## TASK BRIEF
Swap every "positive clicks" in the material below for "inclusion points", leaving all else unchanged, and leave the pictures out of your answer.

##### MATERIAL PROVIDED #####

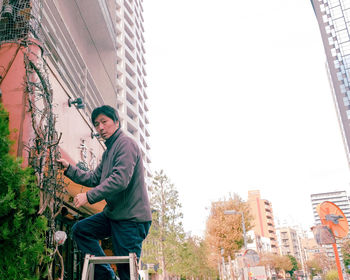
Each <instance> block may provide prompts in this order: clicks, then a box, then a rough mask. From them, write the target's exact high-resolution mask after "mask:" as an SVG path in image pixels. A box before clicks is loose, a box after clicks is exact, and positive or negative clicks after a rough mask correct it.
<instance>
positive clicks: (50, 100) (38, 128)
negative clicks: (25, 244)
mask: <svg viewBox="0 0 350 280" xmlns="http://www.w3.org/2000/svg"><path fill="white" fill-rule="evenodd" d="M22 50H23V51H24V64H25V69H26V75H25V80H24V83H25V94H26V97H27V105H28V112H29V113H30V115H31V122H32V128H33V132H34V137H33V139H31V140H30V142H29V144H28V145H27V150H28V153H29V165H30V166H31V167H32V168H33V169H34V172H35V175H36V177H37V183H38V187H39V189H40V190H41V197H40V209H39V211H38V214H39V215H44V216H45V217H46V218H47V220H48V225H49V230H48V232H47V248H48V253H49V255H50V260H51V262H50V263H49V271H48V272H49V273H48V277H49V279H50V280H51V279H52V272H53V263H54V260H55V258H56V257H57V258H58V259H59V263H60V271H61V276H60V279H62V280H63V275H64V264H63V258H62V256H61V254H60V252H59V250H58V243H57V242H55V232H56V217H57V216H58V215H59V214H60V212H61V210H62V206H63V204H62V202H63V199H64V194H65V184H64V181H63V175H62V172H61V171H60V169H59V166H58V163H57V162H56V160H57V159H58V158H60V152H59V149H58V144H59V142H60V138H61V135H59V134H58V133H57V131H56V129H55V125H56V119H57V116H56V115H55V114H54V112H53V100H52V98H53V96H52V89H51V86H50V83H49V79H48V73H47V68H46V64H45V61H44V59H43V58H42V57H41V56H38V55H37V54H36V53H34V52H32V51H31V48H30V47H27V48H23V49H22Z"/></svg>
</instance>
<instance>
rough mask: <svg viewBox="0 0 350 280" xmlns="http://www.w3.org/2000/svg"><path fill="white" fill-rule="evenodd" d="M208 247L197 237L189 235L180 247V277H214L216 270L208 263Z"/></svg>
mask: <svg viewBox="0 0 350 280" xmlns="http://www.w3.org/2000/svg"><path fill="white" fill-rule="evenodd" d="M208 253H209V252H208V248H207V247H206V245H205V242H204V241H203V240H201V239H200V238H199V237H191V236H189V237H188V238H187V239H186V240H185V242H184V243H183V244H182V246H181V248H180V258H181V260H182V261H181V270H180V271H179V272H180V273H179V275H181V276H182V278H186V279H189V278H198V277H200V278H203V279H204V278H208V277H211V278H216V277H217V271H216V269H212V268H210V267H209V265H208V258H207V255H208Z"/></svg>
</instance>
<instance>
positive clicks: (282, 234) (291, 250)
mask: <svg viewBox="0 0 350 280" xmlns="http://www.w3.org/2000/svg"><path fill="white" fill-rule="evenodd" d="M276 233H277V238H278V241H279V245H280V254H281V255H291V256H293V257H295V258H296V259H297V260H298V261H299V262H300V263H302V262H303V259H302V253H301V247H300V240H299V236H298V233H297V231H296V230H295V229H293V228H291V227H281V228H277V230H276Z"/></svg>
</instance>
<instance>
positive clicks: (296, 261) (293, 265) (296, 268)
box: [286, 255, 299, 276]
mask: <svg viewBox="0 0 350 280" xmlns="http://www.w3.org/2000/svg"><path fill="white" fill-rule="evenodd" d="M287 257H288V258H289V259H290V262H291V264H292V269H290V270H288V269H287V270H286V272H288V273H289V274H290V276H293V274H294V271H297V270H298V269H299V264H298V261H297V260H296V258H295V257H293V256H291V255H287Z"/></svg>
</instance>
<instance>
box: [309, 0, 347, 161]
mask: <svg viewBox="0 0 350 280" xmlns="http://www.w3.org/2000/svg"><path fill="white" fill-rule="evenodd" d="M311 3H312V6H313V8H314V11H315V15H316V18H317V21H318V24H319V28H320V32H321V36H322V41H323V46H324V50H325V53H326V57H327V68H328V74H329V77H330V83H331V88H332V92H333V97H334V101H335V105H336V108H337V113H338V119H339V123H340V126H341V131H342V135H343V141H344V145H345V149H346V155H347V158H348V163H349V164H350V84H349V82H350V33H349V28H350V22H349V8H350V1H348V0H345V1H344V0H311Z"/></svg>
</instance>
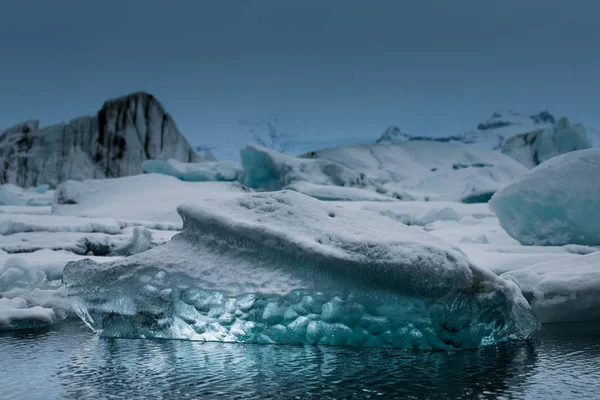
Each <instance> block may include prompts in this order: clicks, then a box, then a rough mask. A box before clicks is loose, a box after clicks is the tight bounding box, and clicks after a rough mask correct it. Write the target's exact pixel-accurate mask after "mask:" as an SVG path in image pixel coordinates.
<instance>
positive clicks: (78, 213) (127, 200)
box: [52, 174, 247, 230]
mask: <svg viewBox="0 0 600 400" xmlns="http://www.w3.org/2000/svg"><path fill="white" fill-rule="evenodd" d="M246 191H247V189H246V188H245V187H243V186H242V185H240V184H239V183H231V182H182V181H180V180H179V179H177V178H174V177H171V176H166V175H160V174H144V175H134V176H129V177H124V178H116V179H95V180H93V179H90V180H85V181H67V182H64V183H62V184H61V185H59V186H58V188H57V189H56V195H55V200H54V203H53V204H52V211H53V212H54V213H55V214H58V215H73V216H80V217H98V218H113V219H117V220H121V221H129V222H135V223H136V224H138V225H144V226H145V227H147V228H152V229H166V230H177V229H181V219H180V218H179V215H177V211H176V209H177V206H178V205H179V204H181V203H185V202H194V201H196V200H201V199H206V198H227V197H228V196H235V195H239V194H241V193H244V192H246Z"/></svg>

#####

## ANSWER SECTION
Each <instance> block may provide prompts in this order: clicks, then a box, then a rough mask. From them, write the target's exact high-resolution mask after "mask:" as an SVG path in image pixels. A box before clicks is loose, a box after clicks is exact, and positive or negative clicks after a rough mask correct it.
<instance>
inclusion points: (50, 100) (38, 128)
negative clicks: (25, 244)
mask: <svg viewBox="0 0 350 280" xmlns="http://www.w3.org/2000/svg"><path fill="white" fill-rule="evenodd" d="M22 50H23V51H24V64H25V69H26V75H25V80H24V83H25V94H26V97H27V105H28V112H29V113H30V115H31V122H32V128H33V132H34V137H33V139H31V140H30V142H29V144H28V145H27V150H28V153H29V165H30V166H31V167H32V168H33V169H34V172H35V175H36V177H37V183H38V187H39V189H40V190H41V197H40V209H39V211H38V214H39V215H44V216H45V217H46V218H47V220H48V225H49V230H48V232H47V248H48V253H49V255H50V260H51V262H50V263H49V271H48V272H49V273H48V277H49V279H50V280H51V279H52V272H53V263H54V260H55V258H56V257H57V258H58V259H59V263H60V271H61V276H60V279H62V280H63V275H64V264H63V258H62V256H61V254H60V252H59V250H58V243H57V242H55V232H56V217H57V216H58V215H59V214H60V212H61V210H62V206H63V204H62V202H63V199H64V194H65V184H64V181H63V175H62V172H61V171H60V169H59V166H58V163H57V162H56V160H57V159H58V158H60V152H59V149H58V144H59V142H60V138H61V135H59V134H58V133H57V131H56V129H55V125H56V119H57V116H56V115H55V114H54V112H53V100H52V98H53V96H52V89H51V86H50V83H49V79H48V73H47V68H46V64H45V61H44V59H43V58H42V57H41V56H38V55H37V54H36V53H34V52H32V51H31V48H30V47H27V48H23V49H22Z"/></svg>
</instance>
<instance>
rough mask: <svg viewBox="0 0 350 280" xmlns="http://www.w3.org/2000/svg"><path fill="white" fill-rule="evenodd" d="M208 247L197 237L189 235L180 247V277H214L216 270L208 263Z"/></svg>
mask: <svg viewBox="0 0 350 280" xmlns="http://www.w3.org/2000/svg"><path fill="white" fill-rule="evenodd" d="M208 253H209V252H208V248H207V247H206V245H205V242H204V241H203V240H201V239H200V238H199V237H191V236H189V237H188V238H187V239H186V240H185V242H184V243H183V244H182V246H181V248H180V258H181V260H182V261H181V270H180V271H179V272H180V273H179V275H181V276H182V278H186V279H189V278H198V277H200V278H203V279H204V278H208V277H211V278H216V277H217V271H216V269H212V268H210V267H209V265H208V258H207V255H208Z"/></svg>
</instance>
<instance>
inclusion points: (282, 234) (291, 250)
mask: <svg viewBox="0 0 350 280" xmlns="http://www.w3.org/2000/svg"><path fill="white" fill-rule="evenodd" d="M276 233H277V238H278V241H279V245H280V254H281V255H291V256H293V257H295V258H296V259H297V260H298V261H299V262H300V263H302V262H303V259H302V253H301V247H300V240H299V236H298V233H297V231H296V230H295V229H293V228H291V227H281V228H277V230H276Z"/></svg>
</instance>
<instance>
inclusion points: (296, 261) (293, 265) (296, 268)
box: [286, 255, 299, 276]
mask: <svg viewBox="0 0 350 280" xmlns="http://www.w3.org/2000/svg"><path fill="white" fill-rule="evenodd" d="M287 257H288V258H289V259H290V262H291V264H292V269H290V270H288V269H287V270H286V272H288V273H289V274H290V276H293V274H294V271H297V270H298V269H299V264H298V261H297V260H296V258H295V257H293V256H291V255H287Z"/></svg>
</instance>
<instance>
box: [309, 0, 347, 161]
mask: <svg viewBox="0 0 350 280" xmlns="http://www.w3.org/2000/svg"><path fill="white" fill-rule="evenodd" d="M311 3H312V6H313V8H314V11H315V15H316V18H317V21H318V24H319V28H320V32H321V36H322V41H323V46H324V50H325V53H326V57H327V68H328V74H329V77H330V83H331V88H332V92H333V97H334V101H335V105H336V108H337V113H338V119H339V123H340V126H341V131H342V135H343V141H344V145H345V149H346V155H347V158H348V163H349V164H350V84H349V82H350V33H349V28H350V22H349V8H350V1H348V0H345V1H344V0H311Z"/></svg>
</instance>
Each <instance> block may include prompts in this order: clicks, then a box, then a rough mask. A box before clicks is loose, a box after clicks is the tight bounding box, and clicks after a rough mask correct it. Write the target's exact pixel-accurate mask after "mask:" as an SVG path in image pixel coordinates.
<instance>
inclusion points: (78, 213) (127, 200)
box: [52, 174, 247, 230]
mask: <svg viewBox="0 0 600 400" xmlns="http://www.w3.org/2000/svg"><path fill="white" fill-rule="evenodd" d="M246 191H247V189H246V188H245V187H243V186H242V185H240V184H239V183H231V182H182V181H180V180H179V179H177V178H174V177H171V176H166V175H160V174H144V175H134V176H129V177H124V178H116V179H95V180H93V179H90V180H85V181H67V182H64V183H62V184H61V185H59V186H58V188H57V189H56V195H55V200H54V203H53V204H52V211H53V212H54V213H55V214H58V215H73V216H80V217H98V218H113V219H117V220H121V221H129V222H135V223H136V224H138V225H144V226H145V227H147V228H152V229H166V230H177V229H181V219H180V218H179V215H177V211H176V209H177V206H178V205H179V204H181V203H185V202H194V201H196V200H201V199H206V198H227V197H228V196H235V195H239V194H241V193H244V192H246Z"/></svg>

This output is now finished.